======== Excerpt provided

In the output above, you’ll see information about the standardized or scaled residuals.

Below it, you’ll see information on the random effects. In our case, we have a random intercept and a random slope for age for each individual that we allowed by adding + (age | id) to the formula. We might read (age | id) as we want to estimate slope | indicates conditional on, and id refers to the variable called id. We assumed that \((b_{i0}, b_{i1}) \sim N(0,G)\). The estimated covariance matrix \(G\) is

\[\hat{G} = \left(\begin{array}{cc} 5.41 & -0.61*2.32*0.22\\ -0.61*2.32*0.22& 0.05 \end{array}\right)\]

Additionally, we have assumed that our errors are independent with constant variance, \(\hat{\sigma}^2_e = 1.72\), \(\hat{\sigma}_e = 1.31\).

Lastly, we have our fixed effects, the parameters we don’t assume are random, \(\beta_0\) and \(\beta_1\). Those estimates are \(\hat{\beta}_0 = 16.76\) and \(\hat{\beta}_1 = 0.66\). You’ll notice that these estimates did not change much at all by adding a random intercept. This will more often happen when modeling a continuous outcome (not when modeling a binary or count outcome).

================
======== Given material

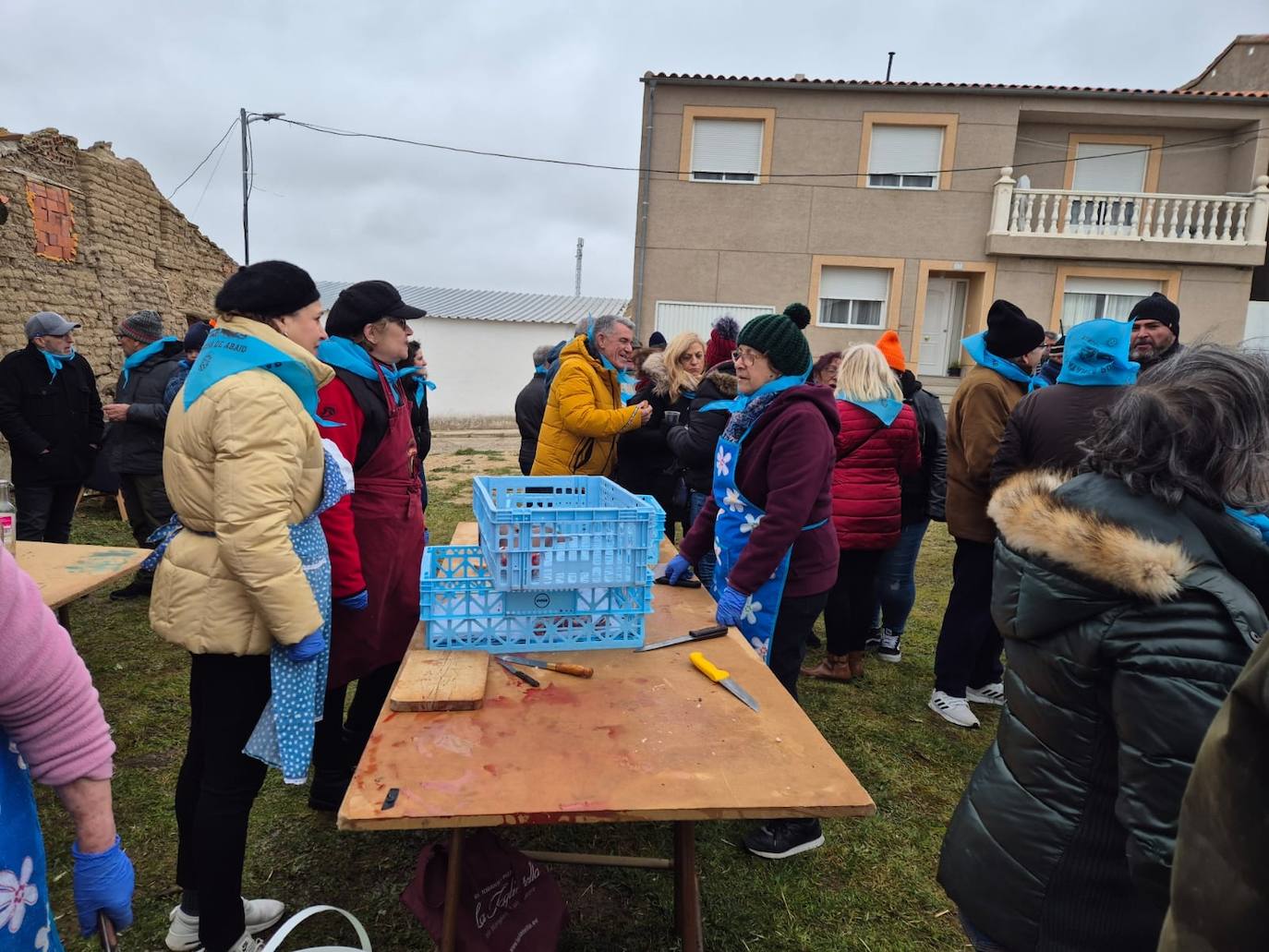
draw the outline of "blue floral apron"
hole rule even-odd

================

**What is asked:**
In the excerpt on mixed-model output, what is the estimated error variance? This material comes from a different source than the text.

**Worked solution:**
The estimated error variance is 1.72.